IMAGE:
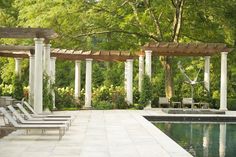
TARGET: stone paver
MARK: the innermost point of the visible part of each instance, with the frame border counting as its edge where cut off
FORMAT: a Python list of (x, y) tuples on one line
[(94, 133)]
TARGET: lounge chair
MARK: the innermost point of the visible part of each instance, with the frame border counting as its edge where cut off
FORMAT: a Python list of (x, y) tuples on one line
[(163, 101), (189, 102), (23, 121), (34, 114), (27, 127), (29, 117)]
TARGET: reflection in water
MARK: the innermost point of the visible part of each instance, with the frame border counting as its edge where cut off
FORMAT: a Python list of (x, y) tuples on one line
[(203, 140), (222, 141)]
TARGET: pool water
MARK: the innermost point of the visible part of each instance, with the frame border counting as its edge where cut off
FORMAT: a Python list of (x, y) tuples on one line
[(203, 139)]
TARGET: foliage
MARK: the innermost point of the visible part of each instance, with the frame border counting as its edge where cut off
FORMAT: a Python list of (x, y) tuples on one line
[(114, 95), (47, 93), (146, 94), (139, 106), (124, 25), (103, 105), (6, 90), (64, 98), (17, 91)]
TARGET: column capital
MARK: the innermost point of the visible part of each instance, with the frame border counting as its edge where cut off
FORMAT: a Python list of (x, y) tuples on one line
[(18, 58), (129, 60), (89, 59), (39, 40), (53, 58), (148, 51), (32, 56), (47, 45), (224, 53), (77, 61)]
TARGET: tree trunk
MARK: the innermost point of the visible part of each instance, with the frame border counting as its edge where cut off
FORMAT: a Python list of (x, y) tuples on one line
[(169, 85), (168, 77)]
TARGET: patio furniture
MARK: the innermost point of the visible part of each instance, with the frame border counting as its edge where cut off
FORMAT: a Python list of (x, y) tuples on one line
[(29, 117), (61, 128), (34, 114), (164, 101), (176, 103), (189, 102), (23, 121)]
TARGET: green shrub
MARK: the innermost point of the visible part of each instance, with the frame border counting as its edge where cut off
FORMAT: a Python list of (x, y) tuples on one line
[(114, 95), (103, 105), (7, 90), (138, 106), (136, 96), (146, 94), (231, 104), (17, 91), (64, 98), (47, 93)]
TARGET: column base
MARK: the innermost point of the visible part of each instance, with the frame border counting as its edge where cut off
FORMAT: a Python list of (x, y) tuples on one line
[(148, 107), (87, 108), (223, 109)]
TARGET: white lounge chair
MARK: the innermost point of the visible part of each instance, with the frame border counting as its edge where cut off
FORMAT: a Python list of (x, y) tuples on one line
[(163, 101), (27, 127), (189, 102), (35, 114), (29, 117), (23, 121)]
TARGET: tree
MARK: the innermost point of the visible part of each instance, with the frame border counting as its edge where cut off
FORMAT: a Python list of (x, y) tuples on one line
[(17, 92), (146, 94)]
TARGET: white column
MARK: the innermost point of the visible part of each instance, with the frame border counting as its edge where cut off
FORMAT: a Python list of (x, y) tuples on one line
[(148, 65), (125, 82), (18, 66), (207, 73), (88, 83), (223, 81), (31, 79), (53, 78), (77, 79), (129, 85), (38, 79), (46, 59), (140, 72), (222, 140), (205, 140)]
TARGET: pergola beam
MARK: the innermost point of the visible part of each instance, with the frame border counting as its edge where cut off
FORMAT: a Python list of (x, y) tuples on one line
[(27, 33), (183, 49)]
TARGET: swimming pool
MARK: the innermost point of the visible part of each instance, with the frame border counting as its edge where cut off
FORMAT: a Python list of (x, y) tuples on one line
[(203, 139)]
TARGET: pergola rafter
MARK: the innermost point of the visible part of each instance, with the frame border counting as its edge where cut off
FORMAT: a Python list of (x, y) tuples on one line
[(65, 54), (186, 49), (45, 33)]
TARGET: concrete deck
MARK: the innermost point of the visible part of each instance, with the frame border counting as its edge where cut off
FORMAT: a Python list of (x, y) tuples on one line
[(112, 133)]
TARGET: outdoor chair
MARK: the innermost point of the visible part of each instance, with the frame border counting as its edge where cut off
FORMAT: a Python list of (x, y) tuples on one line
[(29, 117), (34, 114), (163, 101), (189, 102), (61, 128), (23, 121)]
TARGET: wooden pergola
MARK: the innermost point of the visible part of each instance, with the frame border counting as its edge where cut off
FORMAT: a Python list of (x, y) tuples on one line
[(190, 49), (21, 33), (65, 54), (40, 50), (186, 49)]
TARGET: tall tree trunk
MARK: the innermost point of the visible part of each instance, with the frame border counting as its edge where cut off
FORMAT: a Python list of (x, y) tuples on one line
[(169, 83), (168, 77)]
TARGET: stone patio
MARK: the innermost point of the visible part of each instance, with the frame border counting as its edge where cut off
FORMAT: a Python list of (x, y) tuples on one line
[(95, 133)]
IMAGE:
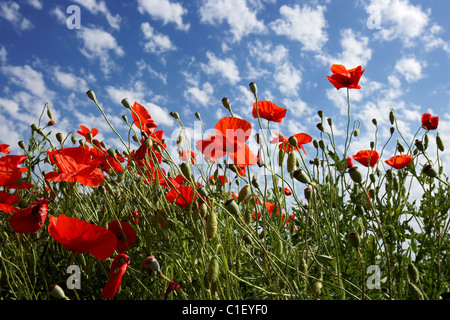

- - -

Put every line of the records above into a Markdown table with two columns, Row for the row number and Line for the line itself. Skip blank lines, and keep the pictures out of the table.

* Correct response
| Row | Line |
|---|---|
| 1 | IMAGE: |
| 2 | TARGET: stone paver |
| 3 | MARK: the innermost point of the visible part of each instance, with the frame border counting as its edge where cut off |
| 4 | FORMAT: a Python list of (x, y) tuples on one line |
| 5 | [(94, 133)] |
| 6 | TARGET: lounge chair |
| 7 | MARK: the innermost point of the visible part of each instance, with the frame border counting as its edge where cut off |
| 8 | FORMAT: a Python list of (x, y) tuples on one line |
| 9 | [(163, 101), (189, 102), (23, 121), (34, 114), (27, 127), (29, 117)] |
| 10 | TARGET: reflection in water |
| 11 | MARK: the innermost point of the visible part of each instance, with the frame border counting as its edge where cut off |
| 12 | FORMAT: a Python list of (x, y) tuples on one line |
| 13 | [(203, 140), (222, 141)] |
| 14 | TARGET: pool water |
| 15 | MARK: the innermost point of the visible part of each instance, with the frame border counting as its edge where cut off |
| 16 | FORMAT: a Python list of (x, y) tuples on one line |
| 17 | [(203, 139)] |
| 18 | TARGET: foliage |
| 19 | MARK: the innermost point of the visible part of each instance, with the frame border counting as its edge where cut off |
| 20 | FORMAT: a Python list of (x, y) tuples on one line |
| 21 | [(114, 95), (47, 93), (146, 94), (139, 106), (124, 25), (103, 105), (6, 90), (64, 98), (17, 91)] |
| 22 | TARGET: column capital |
| 23 | MARK: the innermost point of the visible part of each instance, with the frame border counting as its edge where cut off |
| 24 | FORMAT: a Python list of (x, y) tuples on one line |
| 25 | [(18, 58), (129, 60), (89, 59), (39, 40), (53, 58), (148, 51), (32, 56), (47, 45), (224, 53), (77, 61)] |
| 26 | TARGET: tree trunk |
| 27 | MARK: the innermost point of the visible part of each instance, with the frame border counting as its edge where cut off |
| 28 | FORMAT: a Python list of (x, y) tuples on one line |
| 29 | [(169, 85), (168, 77)] |
| 30 | TARGET: patio furniture |
| 31 | MARK: the innermost point of the visible part of each instance, with the frame border counting as its edge where cut off |
| 32 | FORMAT: a Python list of (x, y) tuples on one line |
| 33 | [(29, 117), (61, 128), (34, 114), (164, 101), (176, 103), (189, 102), (23, 121)] |
| 34 | TARGET: green shrub |
| 35 | MARK: the innermost point of the visible part of each instance, with the frame border counting as its edge where cut off |
| 36 | FORMAT: a Python list of (x, y) tuples on one line |
| 37 | [(114, 95), (103, 105), (7, 90), (138, 106), (136, 96), (146, 94), (231, 104), (17, 91), (64, 98), (47, 93)] |
| 38 | TARGET: column base |
| 39 | MARK: the innermost point of the visible part of each instance, with the frame border counting as its edge where cut off |
| 40 | FORMAT: a Python list of (x, y) tuples on one line |
| 41 | [(148, 107), (87, 108), (223, 109)] |
| 42 | TARGET: white lounge chair |
| 43 | MARK: the innermost point of the visible part of each instance, with the frame border counting as its edge where cut off |
| 44 | FORMAT: a Python list of (x, y) tuples on one line |
| 45 | [(163, 101), (27, 127), (189, 102), (35, 114), (29, 117), (23, 121)] |
| 46 | TARGET: tree |
| 47 | MARK: the innermost point of the visible part of each instance, with the frame border counting as its edge where cut off |
| 48 | FORMAT: a Python list of (x, y) tuples on one line |
| 49 | [(17, 92), (146, 94)] |
| 50 | TARGET: white column |
| 51 | MARK: the innermost point of the visible part of each instance, with the frame border counting as its edge where cut off |
| 52 | FORMAT: a Python list of (x, y) tuples on one line |
| 53 | [(148, 65), (125, 82), (18, 66), (207, 73), (88, 83), (223, 81), (31, 79), (53, 78), (77, 79), (129, 85), (38, 79), (46, 59), (140, 72), (222, 140), (205, 140)] |
| 54 | TARGET: pergola beam |
| 55 | MARK: the innermost point of the visible part of each instance, with the frame border counting as its edge where cut off |
| 56 | FORMAT: a Python list of (x, y) tuples on one line |
| 57 | [(27, 33), (183, 49)] |
| 58 | TARGET: swimming pool |
| 59 | MARK: the innermost point of the visible part of each instance, with the frame border counting as its edge where cut off |
| 60 | FORMAT: a Python list of (x, y) tuples on one line |
| 61 | [(203, 139)] |
| 62 | TARGET: pergola rafter |
| 63 | MARK: the innermost point of the visible part of each instance, with the frame border counting as its edge where cut off |
| 64 | FORMAT: a Python list of (x, y) tuples on one line |
| 65 | [(65, 54), (186, 49), (45, 33)] |
| 66 | TARGET: concrete deck |
| 67 | MARK: the innermost point of the visible part of each instance, with the frame border counting as its edge where cut off |
| 68 | FORMAT: a Python list of (x, y) tuples on one line |
| 69 | [(112, 133)] |
| 70 | TARGET: outdoor chair |
| 71 | MARK: the innermost point of the visible part of each instance, with the frame border counting as its edge where cut off |
| 72 | FORMAT: a Python list of (x, y) tuples on one line |
| 73 | [(29, 117), (34, 114), (163, 101), (189, 102), (61, 128), (23, 121)] |
| 74 | TARGET: wooden pergola |
| 75 | MARK: the innermost point of the visible part of each instance, with the frame border counting as its edge where cut off |
| 76 | FORMAT: a Python list of (x, y) tuples on one line |
| 77 | [(190, 49), (21, 33), (65, 54), (40, 50), (186, 49)] |
| 78 | TARGET: tall tree trunk |
| 79 | MARK: the innermost point of the visible part of each instance, with the frame border counting as its edge where cut off |
| 80 | FORMAT: a Python list of (x, y) tuples on one line |
| 81 | [(169, 83), (168, 77)] |
| 82 | TARGET: stone patio |
| 83 | MARK: the innermost point of the visible part of each instance, with the frame border counting as its edge where cut off |
| 84 | FORMAT: a Python list of (x, y) tuples on one line |
| 85 | [(95, 133)] |
| 86 | IMAGE: |